Action item: Search the data below for the line containing "plain red wall, one line per instance.", then please set down that line and all remaining ones exactly as written.

**********

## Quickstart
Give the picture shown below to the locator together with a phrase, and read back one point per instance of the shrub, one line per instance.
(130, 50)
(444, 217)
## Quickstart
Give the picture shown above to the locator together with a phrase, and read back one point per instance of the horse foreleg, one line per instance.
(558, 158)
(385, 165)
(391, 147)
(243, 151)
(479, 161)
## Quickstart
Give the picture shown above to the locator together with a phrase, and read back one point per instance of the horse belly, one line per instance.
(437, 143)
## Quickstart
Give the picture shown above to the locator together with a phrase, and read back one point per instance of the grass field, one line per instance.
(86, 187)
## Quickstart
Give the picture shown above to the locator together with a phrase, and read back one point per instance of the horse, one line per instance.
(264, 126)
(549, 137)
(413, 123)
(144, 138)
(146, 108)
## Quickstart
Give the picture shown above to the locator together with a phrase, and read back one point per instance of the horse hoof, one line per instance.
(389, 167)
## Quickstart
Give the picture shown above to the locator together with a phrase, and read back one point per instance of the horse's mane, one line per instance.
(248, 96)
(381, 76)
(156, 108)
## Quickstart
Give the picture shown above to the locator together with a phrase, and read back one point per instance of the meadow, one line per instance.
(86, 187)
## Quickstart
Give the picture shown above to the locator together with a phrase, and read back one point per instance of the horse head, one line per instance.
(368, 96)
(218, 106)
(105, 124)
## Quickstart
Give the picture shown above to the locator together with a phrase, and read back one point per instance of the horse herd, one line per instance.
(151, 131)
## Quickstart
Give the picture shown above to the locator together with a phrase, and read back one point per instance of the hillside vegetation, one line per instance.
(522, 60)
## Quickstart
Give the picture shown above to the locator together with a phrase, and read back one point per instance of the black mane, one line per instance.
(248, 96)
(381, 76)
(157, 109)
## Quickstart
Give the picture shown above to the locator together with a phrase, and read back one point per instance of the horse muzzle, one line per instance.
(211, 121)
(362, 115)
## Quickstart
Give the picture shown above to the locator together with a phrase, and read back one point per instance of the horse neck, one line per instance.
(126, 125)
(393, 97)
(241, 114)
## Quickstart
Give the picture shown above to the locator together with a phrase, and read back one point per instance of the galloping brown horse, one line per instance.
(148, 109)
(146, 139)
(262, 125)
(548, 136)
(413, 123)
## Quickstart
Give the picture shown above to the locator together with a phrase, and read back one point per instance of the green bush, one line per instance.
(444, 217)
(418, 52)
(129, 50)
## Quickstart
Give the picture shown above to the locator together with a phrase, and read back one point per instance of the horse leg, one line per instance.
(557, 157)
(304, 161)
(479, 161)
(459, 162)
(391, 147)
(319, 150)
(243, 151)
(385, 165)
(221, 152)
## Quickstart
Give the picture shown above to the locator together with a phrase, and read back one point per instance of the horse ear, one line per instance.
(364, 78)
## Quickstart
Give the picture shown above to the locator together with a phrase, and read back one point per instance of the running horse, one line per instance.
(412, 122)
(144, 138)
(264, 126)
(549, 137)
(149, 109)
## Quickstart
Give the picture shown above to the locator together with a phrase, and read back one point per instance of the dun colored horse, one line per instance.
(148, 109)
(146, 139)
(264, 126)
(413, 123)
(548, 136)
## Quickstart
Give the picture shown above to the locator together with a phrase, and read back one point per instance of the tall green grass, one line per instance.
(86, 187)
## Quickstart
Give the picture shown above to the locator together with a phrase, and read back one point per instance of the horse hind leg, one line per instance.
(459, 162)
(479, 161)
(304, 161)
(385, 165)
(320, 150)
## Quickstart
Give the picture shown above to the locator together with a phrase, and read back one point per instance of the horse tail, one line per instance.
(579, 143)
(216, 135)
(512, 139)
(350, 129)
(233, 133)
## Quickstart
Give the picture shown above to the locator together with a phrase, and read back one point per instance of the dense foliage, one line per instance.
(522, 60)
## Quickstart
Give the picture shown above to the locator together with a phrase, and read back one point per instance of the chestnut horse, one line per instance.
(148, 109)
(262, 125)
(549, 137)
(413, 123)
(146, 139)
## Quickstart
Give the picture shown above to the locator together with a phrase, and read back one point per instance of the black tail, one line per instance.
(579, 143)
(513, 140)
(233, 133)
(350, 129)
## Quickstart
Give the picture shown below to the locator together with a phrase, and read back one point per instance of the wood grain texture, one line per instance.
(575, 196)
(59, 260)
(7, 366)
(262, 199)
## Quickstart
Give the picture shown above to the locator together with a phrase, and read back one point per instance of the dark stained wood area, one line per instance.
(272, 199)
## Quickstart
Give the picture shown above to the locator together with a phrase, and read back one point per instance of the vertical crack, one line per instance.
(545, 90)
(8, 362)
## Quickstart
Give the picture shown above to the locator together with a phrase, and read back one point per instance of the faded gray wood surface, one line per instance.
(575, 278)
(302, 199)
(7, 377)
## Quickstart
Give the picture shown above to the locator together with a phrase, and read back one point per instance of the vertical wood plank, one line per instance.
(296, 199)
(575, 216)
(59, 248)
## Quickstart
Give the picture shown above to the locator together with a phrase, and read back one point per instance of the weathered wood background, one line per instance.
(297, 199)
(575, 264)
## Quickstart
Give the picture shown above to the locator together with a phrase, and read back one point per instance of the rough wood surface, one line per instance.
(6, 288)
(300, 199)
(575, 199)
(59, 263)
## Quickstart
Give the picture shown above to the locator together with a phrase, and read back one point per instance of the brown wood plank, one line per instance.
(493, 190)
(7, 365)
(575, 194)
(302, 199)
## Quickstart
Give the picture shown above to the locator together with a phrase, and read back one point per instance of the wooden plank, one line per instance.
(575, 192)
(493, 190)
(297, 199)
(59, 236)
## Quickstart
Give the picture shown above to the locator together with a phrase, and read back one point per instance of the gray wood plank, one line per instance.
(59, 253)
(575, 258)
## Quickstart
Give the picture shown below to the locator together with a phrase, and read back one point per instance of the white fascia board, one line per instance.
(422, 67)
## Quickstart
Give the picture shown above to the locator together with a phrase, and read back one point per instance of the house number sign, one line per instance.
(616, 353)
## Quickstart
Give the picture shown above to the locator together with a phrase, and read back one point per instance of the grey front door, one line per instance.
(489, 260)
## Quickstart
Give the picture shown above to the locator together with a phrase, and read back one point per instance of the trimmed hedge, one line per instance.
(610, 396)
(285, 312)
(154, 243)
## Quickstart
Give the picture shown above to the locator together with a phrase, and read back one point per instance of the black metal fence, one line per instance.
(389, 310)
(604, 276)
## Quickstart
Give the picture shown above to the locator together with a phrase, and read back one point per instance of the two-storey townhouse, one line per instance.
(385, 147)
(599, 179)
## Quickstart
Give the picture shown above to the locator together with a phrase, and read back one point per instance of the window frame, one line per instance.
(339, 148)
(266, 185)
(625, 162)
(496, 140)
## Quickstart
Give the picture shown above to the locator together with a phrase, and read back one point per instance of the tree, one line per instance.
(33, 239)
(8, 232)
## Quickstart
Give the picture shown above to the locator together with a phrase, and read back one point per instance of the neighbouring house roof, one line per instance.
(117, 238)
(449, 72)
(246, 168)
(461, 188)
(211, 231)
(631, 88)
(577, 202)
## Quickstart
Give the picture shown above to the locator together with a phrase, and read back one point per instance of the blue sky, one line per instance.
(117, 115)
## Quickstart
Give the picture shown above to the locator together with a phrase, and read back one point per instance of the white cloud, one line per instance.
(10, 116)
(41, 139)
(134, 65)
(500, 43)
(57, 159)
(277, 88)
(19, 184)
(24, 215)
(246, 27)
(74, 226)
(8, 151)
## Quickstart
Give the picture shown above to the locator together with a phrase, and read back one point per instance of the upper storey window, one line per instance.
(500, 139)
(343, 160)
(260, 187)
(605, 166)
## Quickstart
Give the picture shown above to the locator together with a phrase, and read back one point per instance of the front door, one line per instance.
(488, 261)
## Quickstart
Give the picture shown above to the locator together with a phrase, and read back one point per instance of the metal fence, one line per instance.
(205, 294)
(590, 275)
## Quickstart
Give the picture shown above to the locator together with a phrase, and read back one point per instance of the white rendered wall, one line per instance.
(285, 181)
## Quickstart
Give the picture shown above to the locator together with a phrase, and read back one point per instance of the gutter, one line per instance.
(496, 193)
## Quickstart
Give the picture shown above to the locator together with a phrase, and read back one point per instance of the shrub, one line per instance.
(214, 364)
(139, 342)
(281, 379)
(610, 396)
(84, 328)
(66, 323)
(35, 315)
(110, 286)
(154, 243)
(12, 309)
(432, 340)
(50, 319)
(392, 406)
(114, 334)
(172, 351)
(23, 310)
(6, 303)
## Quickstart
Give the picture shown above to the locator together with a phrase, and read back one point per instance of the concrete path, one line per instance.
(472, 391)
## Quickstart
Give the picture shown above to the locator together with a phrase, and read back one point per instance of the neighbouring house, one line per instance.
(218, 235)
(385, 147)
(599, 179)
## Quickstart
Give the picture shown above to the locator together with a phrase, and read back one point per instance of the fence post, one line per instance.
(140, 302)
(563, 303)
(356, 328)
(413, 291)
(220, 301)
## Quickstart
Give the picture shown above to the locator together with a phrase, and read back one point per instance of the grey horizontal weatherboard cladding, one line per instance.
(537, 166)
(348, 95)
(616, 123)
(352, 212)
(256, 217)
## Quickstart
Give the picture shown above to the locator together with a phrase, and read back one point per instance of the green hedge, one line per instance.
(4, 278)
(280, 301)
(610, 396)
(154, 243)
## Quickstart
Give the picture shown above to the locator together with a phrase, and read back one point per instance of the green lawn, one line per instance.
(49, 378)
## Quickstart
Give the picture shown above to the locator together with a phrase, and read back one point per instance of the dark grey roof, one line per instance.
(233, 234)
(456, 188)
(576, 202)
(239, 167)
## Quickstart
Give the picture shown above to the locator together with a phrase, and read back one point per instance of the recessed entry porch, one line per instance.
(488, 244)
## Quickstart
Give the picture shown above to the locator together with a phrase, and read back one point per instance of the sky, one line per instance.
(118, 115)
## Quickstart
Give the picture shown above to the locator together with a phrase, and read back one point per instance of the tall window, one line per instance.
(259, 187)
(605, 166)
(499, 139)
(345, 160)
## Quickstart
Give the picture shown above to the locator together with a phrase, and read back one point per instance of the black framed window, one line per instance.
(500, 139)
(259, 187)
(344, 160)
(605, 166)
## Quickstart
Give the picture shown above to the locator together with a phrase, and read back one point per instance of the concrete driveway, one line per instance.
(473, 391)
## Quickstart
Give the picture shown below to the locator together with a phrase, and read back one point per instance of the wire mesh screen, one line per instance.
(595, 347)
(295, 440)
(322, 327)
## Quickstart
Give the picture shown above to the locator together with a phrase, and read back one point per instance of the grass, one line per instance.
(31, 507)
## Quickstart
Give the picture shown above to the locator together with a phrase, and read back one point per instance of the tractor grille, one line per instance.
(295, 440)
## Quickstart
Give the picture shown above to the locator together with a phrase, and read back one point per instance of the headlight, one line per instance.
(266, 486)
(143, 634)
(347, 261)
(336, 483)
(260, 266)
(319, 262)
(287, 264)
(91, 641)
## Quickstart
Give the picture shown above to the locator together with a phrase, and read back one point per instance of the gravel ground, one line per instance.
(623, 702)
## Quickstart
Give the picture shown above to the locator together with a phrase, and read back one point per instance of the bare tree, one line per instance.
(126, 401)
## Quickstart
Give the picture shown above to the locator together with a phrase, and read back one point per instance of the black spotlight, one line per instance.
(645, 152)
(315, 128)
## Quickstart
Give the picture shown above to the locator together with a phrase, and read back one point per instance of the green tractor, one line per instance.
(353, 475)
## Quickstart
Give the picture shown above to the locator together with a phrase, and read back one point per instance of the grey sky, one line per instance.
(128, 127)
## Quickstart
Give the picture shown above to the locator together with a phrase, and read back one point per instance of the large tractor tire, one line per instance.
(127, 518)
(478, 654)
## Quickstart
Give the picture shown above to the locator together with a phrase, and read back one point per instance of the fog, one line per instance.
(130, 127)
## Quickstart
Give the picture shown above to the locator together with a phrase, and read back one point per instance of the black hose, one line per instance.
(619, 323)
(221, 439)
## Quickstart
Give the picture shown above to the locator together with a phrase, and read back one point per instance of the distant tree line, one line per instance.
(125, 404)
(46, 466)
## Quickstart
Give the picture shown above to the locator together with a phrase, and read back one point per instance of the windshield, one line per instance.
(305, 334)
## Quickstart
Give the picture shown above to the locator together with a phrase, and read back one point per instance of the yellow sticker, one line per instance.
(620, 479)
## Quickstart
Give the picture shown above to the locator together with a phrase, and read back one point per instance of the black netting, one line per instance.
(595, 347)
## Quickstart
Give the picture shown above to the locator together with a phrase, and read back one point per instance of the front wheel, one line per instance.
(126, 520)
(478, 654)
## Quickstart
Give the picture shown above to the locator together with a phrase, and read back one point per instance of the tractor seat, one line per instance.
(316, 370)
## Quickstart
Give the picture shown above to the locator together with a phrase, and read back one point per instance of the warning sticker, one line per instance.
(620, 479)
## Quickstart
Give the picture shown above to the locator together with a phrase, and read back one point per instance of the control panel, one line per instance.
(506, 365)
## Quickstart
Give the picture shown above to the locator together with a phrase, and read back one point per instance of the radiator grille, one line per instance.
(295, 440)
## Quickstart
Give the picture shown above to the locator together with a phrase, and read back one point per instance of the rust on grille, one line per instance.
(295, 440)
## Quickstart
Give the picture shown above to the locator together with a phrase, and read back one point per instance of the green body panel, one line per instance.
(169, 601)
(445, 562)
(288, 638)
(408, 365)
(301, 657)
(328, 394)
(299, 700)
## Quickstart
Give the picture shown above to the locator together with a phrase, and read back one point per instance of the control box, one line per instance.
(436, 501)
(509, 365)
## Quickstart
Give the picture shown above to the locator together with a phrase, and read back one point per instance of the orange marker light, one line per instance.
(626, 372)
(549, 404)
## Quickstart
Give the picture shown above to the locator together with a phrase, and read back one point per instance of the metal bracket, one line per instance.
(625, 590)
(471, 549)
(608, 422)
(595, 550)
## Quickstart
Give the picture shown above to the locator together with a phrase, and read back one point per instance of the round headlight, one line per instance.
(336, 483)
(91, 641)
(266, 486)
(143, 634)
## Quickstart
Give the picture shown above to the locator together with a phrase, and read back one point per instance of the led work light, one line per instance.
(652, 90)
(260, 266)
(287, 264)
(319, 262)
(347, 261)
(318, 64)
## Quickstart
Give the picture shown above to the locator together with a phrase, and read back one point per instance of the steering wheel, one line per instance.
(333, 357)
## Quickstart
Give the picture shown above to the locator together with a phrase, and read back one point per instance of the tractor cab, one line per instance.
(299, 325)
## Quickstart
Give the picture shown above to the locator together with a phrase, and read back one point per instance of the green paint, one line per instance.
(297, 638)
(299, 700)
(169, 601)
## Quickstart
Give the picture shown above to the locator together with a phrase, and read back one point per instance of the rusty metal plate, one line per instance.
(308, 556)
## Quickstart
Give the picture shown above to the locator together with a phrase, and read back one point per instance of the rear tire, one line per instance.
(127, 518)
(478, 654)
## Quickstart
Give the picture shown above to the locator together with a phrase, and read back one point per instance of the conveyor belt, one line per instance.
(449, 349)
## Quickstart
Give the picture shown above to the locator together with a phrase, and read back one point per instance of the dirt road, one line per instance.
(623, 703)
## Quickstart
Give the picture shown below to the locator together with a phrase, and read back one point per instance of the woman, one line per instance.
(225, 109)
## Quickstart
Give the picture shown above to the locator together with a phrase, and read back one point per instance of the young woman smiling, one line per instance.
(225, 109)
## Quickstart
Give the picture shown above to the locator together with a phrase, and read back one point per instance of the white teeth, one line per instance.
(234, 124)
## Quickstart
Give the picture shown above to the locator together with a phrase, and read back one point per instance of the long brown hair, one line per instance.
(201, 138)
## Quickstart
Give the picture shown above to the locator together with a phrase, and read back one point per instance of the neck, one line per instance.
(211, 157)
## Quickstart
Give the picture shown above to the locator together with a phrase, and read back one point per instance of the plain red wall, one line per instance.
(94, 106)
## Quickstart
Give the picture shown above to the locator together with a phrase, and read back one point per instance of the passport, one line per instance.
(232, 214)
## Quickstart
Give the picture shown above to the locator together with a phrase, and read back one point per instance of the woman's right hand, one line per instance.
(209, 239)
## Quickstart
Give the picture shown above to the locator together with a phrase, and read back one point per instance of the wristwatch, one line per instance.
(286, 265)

**********

Result below:
Give the picture shown above to the locator together with a phrase, and read back one point per instance of the plain red wall, one line per instance.
(94, 106)
## Quickstart
Give the picture shown above to the locator together with a phrase, and read back one point per instance of the passport, one line per instance.
(232, 214)
## Quickstart
Give the picture shown above to the locator together with a phrase, and read back one point per instance of the woman's right hand, one line per instance.
(209, 239)
## Quickstart
Give the picture shown above to the locator together with a phrase, and read back one point per instance of the wristwatch, one line per instance.
(286, 265)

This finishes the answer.